Recast the records below, from the line containing "Task: Indicate the chair leg" through the line containing "Task: Indicate the white wall", as a Markdown table with the columns Row and Line. Give each non-blank line its own numbered row.

EXCERPTED DATA:
- - -
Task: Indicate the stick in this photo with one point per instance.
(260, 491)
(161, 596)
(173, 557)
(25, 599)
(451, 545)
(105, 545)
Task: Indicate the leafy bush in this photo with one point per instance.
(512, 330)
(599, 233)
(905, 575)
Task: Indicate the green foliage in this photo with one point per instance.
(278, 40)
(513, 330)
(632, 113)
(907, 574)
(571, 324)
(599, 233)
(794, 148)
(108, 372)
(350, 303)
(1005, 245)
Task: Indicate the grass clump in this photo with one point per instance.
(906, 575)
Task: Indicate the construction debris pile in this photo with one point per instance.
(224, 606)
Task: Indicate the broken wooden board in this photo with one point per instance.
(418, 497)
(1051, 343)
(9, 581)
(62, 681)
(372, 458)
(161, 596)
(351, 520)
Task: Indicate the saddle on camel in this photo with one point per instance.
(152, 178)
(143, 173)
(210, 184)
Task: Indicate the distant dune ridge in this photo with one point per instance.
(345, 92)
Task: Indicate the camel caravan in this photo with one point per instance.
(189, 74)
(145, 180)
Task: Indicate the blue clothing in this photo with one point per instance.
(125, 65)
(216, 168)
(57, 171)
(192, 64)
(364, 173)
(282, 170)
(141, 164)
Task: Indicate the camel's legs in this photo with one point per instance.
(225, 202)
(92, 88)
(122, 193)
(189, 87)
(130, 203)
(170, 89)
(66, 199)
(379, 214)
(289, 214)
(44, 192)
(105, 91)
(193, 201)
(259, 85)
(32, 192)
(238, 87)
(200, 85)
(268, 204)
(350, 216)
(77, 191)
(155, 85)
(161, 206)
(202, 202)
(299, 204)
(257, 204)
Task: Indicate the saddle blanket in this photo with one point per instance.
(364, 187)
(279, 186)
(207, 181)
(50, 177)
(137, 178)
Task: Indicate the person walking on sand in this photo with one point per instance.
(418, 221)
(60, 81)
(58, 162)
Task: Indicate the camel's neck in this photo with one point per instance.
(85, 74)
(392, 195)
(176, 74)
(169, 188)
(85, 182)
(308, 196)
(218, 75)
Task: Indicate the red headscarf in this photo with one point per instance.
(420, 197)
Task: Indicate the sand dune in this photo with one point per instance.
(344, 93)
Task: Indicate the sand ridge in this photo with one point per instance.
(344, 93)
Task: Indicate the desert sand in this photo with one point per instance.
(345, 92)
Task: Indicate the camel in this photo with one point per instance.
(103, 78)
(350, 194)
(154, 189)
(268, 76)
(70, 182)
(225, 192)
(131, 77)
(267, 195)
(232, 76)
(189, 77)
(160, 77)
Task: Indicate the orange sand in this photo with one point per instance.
- - -
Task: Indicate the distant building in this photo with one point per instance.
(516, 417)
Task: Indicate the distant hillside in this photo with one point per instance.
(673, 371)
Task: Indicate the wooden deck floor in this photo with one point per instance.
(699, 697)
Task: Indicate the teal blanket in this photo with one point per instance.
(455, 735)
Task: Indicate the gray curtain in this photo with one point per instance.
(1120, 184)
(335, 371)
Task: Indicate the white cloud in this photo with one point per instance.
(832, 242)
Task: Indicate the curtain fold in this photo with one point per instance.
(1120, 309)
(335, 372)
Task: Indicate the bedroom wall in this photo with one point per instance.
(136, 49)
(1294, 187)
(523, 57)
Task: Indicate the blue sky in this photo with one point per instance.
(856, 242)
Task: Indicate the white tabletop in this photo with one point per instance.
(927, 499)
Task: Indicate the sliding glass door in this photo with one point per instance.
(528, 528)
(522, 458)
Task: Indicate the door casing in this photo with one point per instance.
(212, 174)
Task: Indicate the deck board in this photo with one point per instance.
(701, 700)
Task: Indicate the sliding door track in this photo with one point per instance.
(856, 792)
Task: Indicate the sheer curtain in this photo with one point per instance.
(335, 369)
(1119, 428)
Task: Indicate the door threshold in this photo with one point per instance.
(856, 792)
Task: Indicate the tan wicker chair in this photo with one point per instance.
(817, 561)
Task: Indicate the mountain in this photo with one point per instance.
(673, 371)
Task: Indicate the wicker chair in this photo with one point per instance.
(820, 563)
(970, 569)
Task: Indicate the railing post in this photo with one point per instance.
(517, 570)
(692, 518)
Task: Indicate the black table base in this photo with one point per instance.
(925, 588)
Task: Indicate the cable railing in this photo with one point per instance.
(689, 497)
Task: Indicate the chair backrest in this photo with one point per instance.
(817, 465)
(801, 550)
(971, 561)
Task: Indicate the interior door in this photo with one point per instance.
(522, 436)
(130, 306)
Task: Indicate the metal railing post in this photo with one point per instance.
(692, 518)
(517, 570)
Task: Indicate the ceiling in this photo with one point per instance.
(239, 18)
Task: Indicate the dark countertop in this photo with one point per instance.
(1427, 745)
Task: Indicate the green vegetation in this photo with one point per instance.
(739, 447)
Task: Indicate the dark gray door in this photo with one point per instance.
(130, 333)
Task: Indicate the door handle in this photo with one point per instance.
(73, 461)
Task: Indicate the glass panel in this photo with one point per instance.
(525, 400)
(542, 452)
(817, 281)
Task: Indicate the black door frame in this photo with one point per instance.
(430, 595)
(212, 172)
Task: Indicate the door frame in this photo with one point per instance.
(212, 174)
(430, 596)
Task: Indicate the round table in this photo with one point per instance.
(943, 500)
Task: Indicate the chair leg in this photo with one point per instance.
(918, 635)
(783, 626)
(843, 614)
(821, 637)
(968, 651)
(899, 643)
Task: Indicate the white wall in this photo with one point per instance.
- - -
OUTPUT FOR THIS TASK:
| Row | Line |
|---|---|
| 1 | Task: Indicate the chair leg in this photo with one point per instance. |
| 2 | (918, 635) |
| 3 | (783, 626) |
| 4 | (843, 614) |
| 5 | (821, 637) |
| 6 | (968, 651) |
| 7 | (899, 643) |
| 8 | Task: Indicate the white wall in this photo with one point per instance. |